Region labeling records

------------------------------

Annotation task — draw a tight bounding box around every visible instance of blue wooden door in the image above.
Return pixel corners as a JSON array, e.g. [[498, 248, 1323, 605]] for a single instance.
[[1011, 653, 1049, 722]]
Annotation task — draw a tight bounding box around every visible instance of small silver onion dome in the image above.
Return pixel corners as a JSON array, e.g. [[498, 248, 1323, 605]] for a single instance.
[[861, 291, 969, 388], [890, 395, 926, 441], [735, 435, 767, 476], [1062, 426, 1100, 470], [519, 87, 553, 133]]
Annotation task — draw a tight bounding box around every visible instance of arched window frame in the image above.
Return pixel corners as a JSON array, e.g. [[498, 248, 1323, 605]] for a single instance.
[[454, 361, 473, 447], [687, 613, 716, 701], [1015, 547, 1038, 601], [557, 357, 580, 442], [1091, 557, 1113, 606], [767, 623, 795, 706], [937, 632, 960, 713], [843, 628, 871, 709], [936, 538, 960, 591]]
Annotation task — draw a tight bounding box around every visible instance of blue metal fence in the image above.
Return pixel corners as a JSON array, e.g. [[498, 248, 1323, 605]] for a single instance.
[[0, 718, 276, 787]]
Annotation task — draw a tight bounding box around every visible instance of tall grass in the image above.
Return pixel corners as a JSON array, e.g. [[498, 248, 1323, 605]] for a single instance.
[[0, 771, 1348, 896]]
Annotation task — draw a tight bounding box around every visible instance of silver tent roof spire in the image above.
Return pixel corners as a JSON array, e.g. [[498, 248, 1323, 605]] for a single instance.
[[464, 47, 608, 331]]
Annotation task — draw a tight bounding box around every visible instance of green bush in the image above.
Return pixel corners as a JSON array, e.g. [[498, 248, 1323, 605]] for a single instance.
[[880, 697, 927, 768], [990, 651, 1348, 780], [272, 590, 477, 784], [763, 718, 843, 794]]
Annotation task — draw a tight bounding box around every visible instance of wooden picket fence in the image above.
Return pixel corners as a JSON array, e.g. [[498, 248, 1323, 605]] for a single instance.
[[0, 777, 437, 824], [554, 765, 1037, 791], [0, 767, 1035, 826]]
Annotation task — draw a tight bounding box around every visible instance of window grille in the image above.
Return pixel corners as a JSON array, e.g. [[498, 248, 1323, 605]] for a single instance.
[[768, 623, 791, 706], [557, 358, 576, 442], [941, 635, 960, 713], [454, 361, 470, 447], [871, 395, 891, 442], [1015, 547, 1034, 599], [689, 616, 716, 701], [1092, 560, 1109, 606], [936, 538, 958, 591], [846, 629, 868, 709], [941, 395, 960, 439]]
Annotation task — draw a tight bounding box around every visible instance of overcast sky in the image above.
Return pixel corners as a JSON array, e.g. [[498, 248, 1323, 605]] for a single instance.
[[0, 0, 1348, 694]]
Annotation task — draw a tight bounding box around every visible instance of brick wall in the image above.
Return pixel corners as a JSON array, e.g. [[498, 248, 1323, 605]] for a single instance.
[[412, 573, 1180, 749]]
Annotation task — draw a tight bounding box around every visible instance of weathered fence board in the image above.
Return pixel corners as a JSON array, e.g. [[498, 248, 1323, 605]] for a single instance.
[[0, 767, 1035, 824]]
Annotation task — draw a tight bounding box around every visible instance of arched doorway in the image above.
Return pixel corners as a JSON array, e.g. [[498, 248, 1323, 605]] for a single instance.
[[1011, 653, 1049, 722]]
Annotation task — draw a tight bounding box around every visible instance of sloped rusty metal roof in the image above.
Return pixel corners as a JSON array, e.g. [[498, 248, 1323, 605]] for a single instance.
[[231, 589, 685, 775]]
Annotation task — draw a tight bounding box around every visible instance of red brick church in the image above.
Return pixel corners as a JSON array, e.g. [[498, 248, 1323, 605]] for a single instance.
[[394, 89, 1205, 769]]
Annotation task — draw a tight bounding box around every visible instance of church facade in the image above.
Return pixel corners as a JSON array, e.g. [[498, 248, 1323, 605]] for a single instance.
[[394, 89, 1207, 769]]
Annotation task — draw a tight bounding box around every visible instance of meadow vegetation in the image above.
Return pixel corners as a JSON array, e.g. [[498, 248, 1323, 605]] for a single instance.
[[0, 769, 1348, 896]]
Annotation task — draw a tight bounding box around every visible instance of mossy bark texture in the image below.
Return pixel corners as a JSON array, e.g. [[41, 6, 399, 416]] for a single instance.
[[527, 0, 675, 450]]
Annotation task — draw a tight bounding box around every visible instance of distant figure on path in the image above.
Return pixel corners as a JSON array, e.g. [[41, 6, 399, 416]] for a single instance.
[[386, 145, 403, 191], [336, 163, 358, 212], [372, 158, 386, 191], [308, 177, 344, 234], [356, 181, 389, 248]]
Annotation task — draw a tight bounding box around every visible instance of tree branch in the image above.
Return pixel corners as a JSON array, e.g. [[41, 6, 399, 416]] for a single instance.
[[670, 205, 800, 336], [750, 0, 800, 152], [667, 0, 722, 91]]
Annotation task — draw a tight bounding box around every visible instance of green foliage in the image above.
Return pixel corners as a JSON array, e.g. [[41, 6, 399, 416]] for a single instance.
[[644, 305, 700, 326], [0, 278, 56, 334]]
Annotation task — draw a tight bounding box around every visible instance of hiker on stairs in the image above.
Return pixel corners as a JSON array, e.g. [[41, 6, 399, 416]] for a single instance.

------------------------------

Problem statement -
State how many lines of the entries above contain the string "window", counting only exact-case matches. Reply with the number alone.

Final result -
2